▸ Pointing records
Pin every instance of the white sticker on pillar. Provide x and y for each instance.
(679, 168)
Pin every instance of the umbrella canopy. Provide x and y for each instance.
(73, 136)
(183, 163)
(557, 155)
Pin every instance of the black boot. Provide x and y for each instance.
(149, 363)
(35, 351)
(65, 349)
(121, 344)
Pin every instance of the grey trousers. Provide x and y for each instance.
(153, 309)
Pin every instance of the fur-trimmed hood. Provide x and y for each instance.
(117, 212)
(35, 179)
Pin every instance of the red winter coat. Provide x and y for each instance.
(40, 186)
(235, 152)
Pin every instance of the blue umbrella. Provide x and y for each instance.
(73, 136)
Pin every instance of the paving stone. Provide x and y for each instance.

▸ Task goal
Look above for the line containing "Pin every instance of the umbrella"; copy from it through the last line, exactly, and nothing more.

▸ Output of the task
Pin every instance of the umbrella canopy. Provide x and y for each instance.
(73, 136)
(183, 163)
(557, 155)
Pin every instance of the black boot. Provide x and y for each instance.
(149, 363)
(35, 351)
(65, 349)
(121, 344)
Pin every instance of the grey trousers. Provide x and y for each instance.
(153, 309)
Pin every instance of the fur-trimmed hood. Provide x and y for each instance.
(117, 212)
(35, 179)
Pin every instance of the red winter coat. Provide x and y for each instance.
(40, 186)
(235, 152)
Pin every instance of the blue umbrella. Provide x and y for each instance.
(73, 136)
Pin every instance of the paving stone. Provide x and y for each instance.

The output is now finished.